[Selected excerpt Boundary: Start]

Sometimes you read something or hear something or something happens that changes how you look at the world. For me, reading Charles Mann’s 1491: New Revelations of the Americas before Columbus, and thinking about world history in terms of the “Columbian Exchange” did that. For the first time, I connected the fact that potatoes originated in the Andes—that I had picked up somewhere along the line, with the potato famine in Ireland and the potato lefse that my grandmother made every holiday. That the Americas were vibrant places full of humanity and human influenced landscapes before the Pilgrims settled Plymouth suddenly became obvious—how did the corn, beans, and pumpkins get to the far north anyway?
How I wish I could have talked with Alvin about Charles Mann. Better yet, how good it would have been to put them together. That is kind of what we did in our class this Wednesday (“Introduction to Indian Studies and the Nez Perce Story” on Wednesday mornings at the new Josephy Center). We were reading Alvin’s “The Hudson Bay Company and the American Indians,” which first appeared in three parts in the Westerner, and then again as “By Fayre and Gentle Meanes” in American West Magazine in 1972.
We discussed beaver hats. The fur trade, after all, supplied furs—at a dizzying pace—to England and Europe for the purpose of making felt hats, beginning in the early 1600s and continuing for at least 200 years. Why the hubbub about beaver furs and hats? It turns out beaver fur is extraordinarily good for felting—something about the small hooks on hairs meshing together in the felting process—and that hats were already, in the sixteenth century, signs of status and socio-political points of view in the old world. And that the beaver on that continent (I think they are not exactly the same as the new world beaver, but we’ll leave that side road to other investigators) were all but trapped out.

[Selected excerpt Boundary: End]

◆ Your assignment ◆
Copy the text again, beginning at "How I wish I" and ending after "Magazine in 1972.", and swap "class" for "seminar" wherever it occurs.

[Data Boundary: Start]

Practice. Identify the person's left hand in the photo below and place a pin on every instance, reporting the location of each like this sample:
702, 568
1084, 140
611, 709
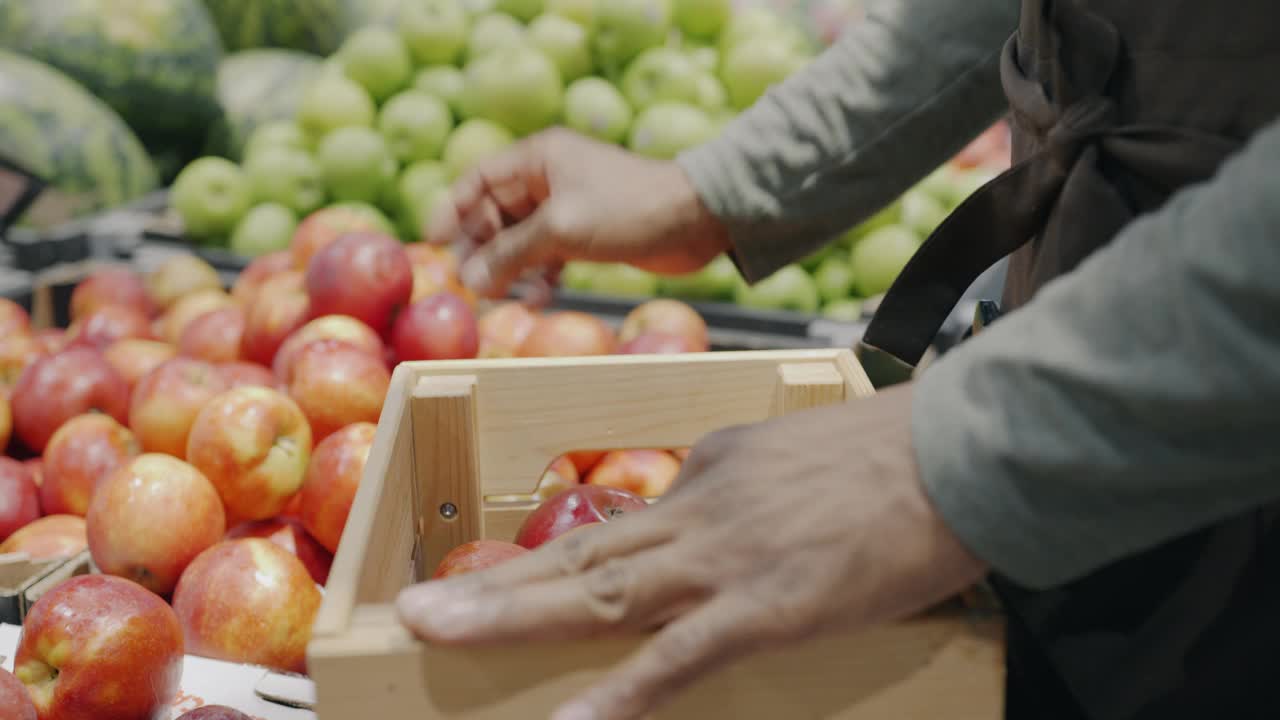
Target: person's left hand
773, 532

[Data Boundary: End]

◆ Your response ◆
How I wish I could have talked with Alvin about Charles Mann. Better yet, how good it would have been to put them together. That is kind of what we did in our seminar this Wednesday (“Introduction to Indian Studies and the Nez Perce Story” on Wednesday mornings at the new Josephy Center). We were reading Alvin’s “The Hudson Bay Company and the American Indians,” which first appeared in three parts in the Westerner, and then again as “By Fayre and Gentle Meanes” in American West Magazine in 1972.